TEXT SHOWN:
********************

Exploring genetic causal relationships between spinal cord injury and glioma: a Mendelian randomization study
- PMID: 40526188
- PMCID: PMC12173995
- DOI: 10.1007/s12672-025-02919-z
Exploring genetic causal relationships between spinal cord injury and glioma: a Mendelian randomization study
Abstract
Background: Gliomas and spinal cord injuries represent significant health challenges with potential shared genetic underpinnings. Understanding the causal genetic relationships between these conditions could provide valuable insights for targeted therapeutic interventions. This study aimed to investigate potential causal genetic associations between spinal cord injury and glioma using Mendelian Randomization approaches.
Methods: We employed Mendelian Randomization (MR) to examine potential genetic associations between spinal cord injury and glioma. Four SNPs (rs1358980, rs217992, rs789990, and rs158541) were used as instrumental variables, identified from the FinnGen R11 release's "finngen_R11_C3_GBM_EXALLC" dataset. We applied three MR statistical approaches: MR Egger regression, Inverse Variance Weighted (IVW), and Weighted mode. Additionally, we analyzed gene expression patterns using RNA-sequencing data from TCGA and GEO databases, performed machine learning-based risk stratification, and validated our findings using single-cell RNA sequencing data from glioma patient tissues (GSE131928).
Results: Forest plot analyses revealed that while individual SNPs did not show significant effects on spinal cord injury (confidence intervals crossing zero), different MR methods yielded varying results. The MR Egger method demonstrated a positive correlation trend between glioma-associated genetic factors and spinal cord injury risk, while other methods showed more gradual effects. The MR analysis with the finngen_R11_C3_GBM_EXALLC genetic instrument yielded odds ratios close to 1.000 across all statistical methods (MR Egger: OR = 1.001, 95% CI 0.997-1.004, p = 0.759; IVW: OR = 1.000, 95% CI 1.000-1.000, p = 0.634), suggesting no significant causal relationship. Heterogeneity test results indicated moderate heterogeneity. Additionally, risk stratification analysis revealed significant differences in immune cell infiltration, gene expression patterns, and survival outcomes between high-risk and low-risk groups.
Conclusion: Our comprehensive analysis using Mendelian randomization provides evidence of complex genetic relationships between glioma and spinal cord injury.
Keywords: Genetic association; Glioma; Mendelian randomization; Risk stratification; SNPs; Spinal cord injury.
© 2025. The Author(s).
Conflict of interest statement
Declaration. Ethics approval and consent to participate: This study used publicly available summary data for Mendelian randomization analysis, which does not require ethics committee approval. Consent for publication: Not available. Competing interests: The authors declare no competing interests.

********************

EXERCISE TASKS:
1 – What is the Spanish translation of this sentence from the abstract: "Heterogeneity test results indicated moderate heterogeneity."?
2 – Answer these questions from the abstract:
(a) How many SNPs served as instrumental variables?
(b) What p-value is reported for the IVW method?
(c) What do the authors declare about competing interests?
3 – Duplicate the part of the abstract between "Conflict of interest" and "no competing interests.", inclusive.
The lines that come next are unrelated to the abstract.

********************

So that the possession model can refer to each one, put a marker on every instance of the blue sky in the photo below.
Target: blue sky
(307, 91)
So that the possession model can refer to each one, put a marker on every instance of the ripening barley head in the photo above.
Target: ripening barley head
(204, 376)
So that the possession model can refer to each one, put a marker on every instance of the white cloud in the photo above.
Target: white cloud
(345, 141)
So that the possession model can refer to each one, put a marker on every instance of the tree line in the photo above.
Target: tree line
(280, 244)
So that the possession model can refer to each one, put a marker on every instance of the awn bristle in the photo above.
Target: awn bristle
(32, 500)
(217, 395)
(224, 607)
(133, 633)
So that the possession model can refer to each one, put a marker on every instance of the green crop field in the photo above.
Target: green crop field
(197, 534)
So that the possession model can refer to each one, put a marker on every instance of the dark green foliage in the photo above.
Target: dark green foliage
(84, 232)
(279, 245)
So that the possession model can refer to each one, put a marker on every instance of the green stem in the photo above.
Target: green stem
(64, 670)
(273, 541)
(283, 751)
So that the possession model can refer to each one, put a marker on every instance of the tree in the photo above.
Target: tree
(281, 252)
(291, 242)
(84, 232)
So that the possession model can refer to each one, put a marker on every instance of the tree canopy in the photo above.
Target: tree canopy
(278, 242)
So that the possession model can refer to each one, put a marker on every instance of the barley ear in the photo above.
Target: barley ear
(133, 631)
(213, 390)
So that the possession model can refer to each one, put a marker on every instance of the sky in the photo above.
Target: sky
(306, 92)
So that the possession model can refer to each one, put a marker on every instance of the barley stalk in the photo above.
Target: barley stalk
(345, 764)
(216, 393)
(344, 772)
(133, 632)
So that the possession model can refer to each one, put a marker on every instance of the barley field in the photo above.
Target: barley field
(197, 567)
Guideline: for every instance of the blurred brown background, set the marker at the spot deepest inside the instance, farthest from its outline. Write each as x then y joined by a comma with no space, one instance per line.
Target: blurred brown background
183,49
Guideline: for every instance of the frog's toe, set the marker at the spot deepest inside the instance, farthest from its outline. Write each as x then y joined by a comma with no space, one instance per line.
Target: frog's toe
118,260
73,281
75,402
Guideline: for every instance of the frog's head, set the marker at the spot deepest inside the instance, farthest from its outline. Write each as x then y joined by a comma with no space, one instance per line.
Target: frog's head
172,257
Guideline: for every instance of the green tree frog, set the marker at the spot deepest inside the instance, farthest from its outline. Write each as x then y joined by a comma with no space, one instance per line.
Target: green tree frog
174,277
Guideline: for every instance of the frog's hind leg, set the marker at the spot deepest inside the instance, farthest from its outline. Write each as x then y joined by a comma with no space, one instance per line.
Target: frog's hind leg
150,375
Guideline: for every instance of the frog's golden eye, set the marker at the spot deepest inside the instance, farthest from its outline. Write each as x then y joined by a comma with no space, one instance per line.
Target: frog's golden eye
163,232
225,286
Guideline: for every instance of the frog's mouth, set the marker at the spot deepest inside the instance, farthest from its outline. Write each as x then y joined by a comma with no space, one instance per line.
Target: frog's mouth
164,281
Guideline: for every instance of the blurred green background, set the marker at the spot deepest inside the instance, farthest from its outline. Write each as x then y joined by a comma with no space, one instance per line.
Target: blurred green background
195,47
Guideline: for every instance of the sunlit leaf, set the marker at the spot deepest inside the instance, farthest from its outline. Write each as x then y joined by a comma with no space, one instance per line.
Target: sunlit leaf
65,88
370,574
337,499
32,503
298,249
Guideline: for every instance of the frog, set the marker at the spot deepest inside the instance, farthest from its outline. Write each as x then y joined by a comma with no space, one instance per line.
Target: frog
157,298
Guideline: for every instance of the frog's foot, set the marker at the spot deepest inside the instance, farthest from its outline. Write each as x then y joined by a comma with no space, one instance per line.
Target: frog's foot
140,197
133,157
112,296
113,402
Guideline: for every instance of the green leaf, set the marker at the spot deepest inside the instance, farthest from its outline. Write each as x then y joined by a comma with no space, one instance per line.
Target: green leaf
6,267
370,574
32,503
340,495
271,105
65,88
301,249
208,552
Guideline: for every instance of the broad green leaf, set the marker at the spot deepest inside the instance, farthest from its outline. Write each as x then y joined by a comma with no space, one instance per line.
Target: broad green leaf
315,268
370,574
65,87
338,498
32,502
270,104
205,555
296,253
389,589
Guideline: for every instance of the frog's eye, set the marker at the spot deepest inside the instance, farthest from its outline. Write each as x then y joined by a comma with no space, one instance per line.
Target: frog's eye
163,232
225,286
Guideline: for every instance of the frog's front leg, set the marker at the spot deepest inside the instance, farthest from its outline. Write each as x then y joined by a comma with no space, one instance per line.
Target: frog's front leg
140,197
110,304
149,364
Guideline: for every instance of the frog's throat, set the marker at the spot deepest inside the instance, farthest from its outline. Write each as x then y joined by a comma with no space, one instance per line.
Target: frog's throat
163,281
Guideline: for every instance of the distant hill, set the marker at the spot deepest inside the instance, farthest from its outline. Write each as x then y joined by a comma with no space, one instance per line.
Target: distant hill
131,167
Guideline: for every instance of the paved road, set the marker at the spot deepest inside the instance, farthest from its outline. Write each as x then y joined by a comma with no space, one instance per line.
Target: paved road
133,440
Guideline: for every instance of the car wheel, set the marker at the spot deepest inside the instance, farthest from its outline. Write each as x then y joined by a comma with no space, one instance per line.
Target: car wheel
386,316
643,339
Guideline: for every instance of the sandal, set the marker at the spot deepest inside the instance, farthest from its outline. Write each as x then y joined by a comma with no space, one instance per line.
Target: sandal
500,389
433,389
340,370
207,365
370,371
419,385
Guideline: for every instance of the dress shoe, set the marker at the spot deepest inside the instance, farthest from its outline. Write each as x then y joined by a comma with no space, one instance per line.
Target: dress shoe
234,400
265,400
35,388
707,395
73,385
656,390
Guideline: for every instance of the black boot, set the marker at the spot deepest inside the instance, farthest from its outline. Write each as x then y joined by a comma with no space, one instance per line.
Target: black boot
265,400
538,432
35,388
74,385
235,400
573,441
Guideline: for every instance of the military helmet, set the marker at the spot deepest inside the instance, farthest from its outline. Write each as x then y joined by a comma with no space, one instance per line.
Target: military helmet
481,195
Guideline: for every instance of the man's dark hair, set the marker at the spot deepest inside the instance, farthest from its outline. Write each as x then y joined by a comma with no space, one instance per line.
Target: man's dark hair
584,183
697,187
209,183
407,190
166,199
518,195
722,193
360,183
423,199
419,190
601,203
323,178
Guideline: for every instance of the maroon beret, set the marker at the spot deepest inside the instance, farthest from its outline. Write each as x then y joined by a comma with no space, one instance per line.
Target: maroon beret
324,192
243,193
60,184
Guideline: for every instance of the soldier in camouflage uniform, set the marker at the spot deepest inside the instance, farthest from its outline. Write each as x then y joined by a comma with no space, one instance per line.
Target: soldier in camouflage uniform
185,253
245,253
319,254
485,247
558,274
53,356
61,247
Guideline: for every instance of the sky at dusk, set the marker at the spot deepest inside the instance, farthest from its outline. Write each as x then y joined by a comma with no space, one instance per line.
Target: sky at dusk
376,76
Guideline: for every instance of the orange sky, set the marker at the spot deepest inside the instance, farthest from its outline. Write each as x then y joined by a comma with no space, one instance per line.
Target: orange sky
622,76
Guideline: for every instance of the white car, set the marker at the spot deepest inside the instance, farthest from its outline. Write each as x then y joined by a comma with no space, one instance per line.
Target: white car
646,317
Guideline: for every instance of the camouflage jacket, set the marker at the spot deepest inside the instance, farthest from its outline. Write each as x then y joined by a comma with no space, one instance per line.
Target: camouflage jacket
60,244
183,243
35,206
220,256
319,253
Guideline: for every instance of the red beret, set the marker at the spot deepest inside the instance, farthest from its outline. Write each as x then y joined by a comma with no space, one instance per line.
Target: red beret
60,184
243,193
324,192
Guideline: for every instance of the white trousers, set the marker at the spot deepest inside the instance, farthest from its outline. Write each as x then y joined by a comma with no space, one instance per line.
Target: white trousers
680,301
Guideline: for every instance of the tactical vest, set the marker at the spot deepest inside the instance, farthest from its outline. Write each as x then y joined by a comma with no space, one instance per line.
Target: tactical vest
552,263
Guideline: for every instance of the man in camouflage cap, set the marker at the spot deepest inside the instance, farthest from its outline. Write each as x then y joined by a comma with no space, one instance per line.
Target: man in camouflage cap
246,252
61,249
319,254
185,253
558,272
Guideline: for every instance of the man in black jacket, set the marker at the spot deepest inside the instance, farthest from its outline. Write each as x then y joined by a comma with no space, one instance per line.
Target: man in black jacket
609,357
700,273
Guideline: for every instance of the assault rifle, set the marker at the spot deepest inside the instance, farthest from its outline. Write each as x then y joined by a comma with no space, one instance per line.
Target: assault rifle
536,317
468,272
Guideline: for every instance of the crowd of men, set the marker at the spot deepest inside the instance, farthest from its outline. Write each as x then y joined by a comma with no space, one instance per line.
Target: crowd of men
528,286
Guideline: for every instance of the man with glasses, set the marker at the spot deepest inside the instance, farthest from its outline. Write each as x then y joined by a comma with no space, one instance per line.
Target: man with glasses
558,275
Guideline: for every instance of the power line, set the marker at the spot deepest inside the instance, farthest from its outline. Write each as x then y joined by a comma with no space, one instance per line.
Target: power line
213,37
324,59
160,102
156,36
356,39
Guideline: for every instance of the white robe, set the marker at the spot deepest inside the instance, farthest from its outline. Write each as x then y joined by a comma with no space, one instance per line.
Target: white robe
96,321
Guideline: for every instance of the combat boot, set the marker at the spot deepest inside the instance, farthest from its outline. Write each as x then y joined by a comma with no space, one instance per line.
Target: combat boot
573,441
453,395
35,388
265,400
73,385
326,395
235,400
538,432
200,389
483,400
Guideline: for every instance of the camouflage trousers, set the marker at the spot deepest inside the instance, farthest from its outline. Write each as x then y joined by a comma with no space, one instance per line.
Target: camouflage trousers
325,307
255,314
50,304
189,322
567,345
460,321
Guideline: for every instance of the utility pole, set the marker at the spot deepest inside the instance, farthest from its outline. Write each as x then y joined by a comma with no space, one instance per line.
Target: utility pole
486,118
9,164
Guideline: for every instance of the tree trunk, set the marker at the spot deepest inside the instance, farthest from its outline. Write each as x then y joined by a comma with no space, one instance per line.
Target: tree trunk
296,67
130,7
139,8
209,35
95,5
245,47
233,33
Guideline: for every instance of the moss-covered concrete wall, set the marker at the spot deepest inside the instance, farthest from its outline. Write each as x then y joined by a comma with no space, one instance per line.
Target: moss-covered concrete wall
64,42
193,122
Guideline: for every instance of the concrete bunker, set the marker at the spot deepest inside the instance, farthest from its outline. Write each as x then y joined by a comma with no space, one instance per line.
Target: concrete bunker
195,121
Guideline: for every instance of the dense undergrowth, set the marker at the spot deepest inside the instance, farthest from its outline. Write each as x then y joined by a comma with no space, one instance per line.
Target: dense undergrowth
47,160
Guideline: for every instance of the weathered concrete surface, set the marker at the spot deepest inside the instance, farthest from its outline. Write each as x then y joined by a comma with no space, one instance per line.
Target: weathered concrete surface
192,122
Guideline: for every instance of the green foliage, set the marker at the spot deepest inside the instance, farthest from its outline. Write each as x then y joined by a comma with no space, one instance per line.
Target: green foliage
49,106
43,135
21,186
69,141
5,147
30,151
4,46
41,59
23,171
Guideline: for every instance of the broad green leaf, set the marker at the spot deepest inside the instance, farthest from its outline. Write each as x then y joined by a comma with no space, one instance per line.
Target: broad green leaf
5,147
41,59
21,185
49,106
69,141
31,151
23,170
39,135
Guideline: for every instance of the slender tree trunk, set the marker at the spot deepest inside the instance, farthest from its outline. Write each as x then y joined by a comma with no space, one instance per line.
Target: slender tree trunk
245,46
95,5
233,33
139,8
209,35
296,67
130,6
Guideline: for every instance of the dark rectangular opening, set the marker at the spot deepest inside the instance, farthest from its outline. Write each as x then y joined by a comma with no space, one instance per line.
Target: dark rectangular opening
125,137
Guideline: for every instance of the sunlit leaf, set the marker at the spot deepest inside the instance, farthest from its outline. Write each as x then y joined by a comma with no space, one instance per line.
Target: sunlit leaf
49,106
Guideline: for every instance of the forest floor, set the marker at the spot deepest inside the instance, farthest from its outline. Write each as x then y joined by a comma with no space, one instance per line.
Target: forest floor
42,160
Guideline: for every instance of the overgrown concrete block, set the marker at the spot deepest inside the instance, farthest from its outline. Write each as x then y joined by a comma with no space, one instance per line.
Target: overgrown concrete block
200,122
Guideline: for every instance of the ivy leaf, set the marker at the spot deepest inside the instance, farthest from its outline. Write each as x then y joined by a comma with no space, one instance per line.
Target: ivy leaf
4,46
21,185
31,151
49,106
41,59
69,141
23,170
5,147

********************

RESPONSES PER TASK:
1 – Los resultados de la prueba de heterogeneidad indicaron una heterogeneidad moderada.

2 –
(a) Four.
(b) p = 0.634.
(c) They declare no competing interests.

3 –
Conflict of interest statement
Declaration. Ethics approval and consent to participate: This study used publicly available summary data for Mendelian randomization analysis, which does not require ethics committee approval. Consent for publication: Not available. Competing interests: The authors declare no competing interests.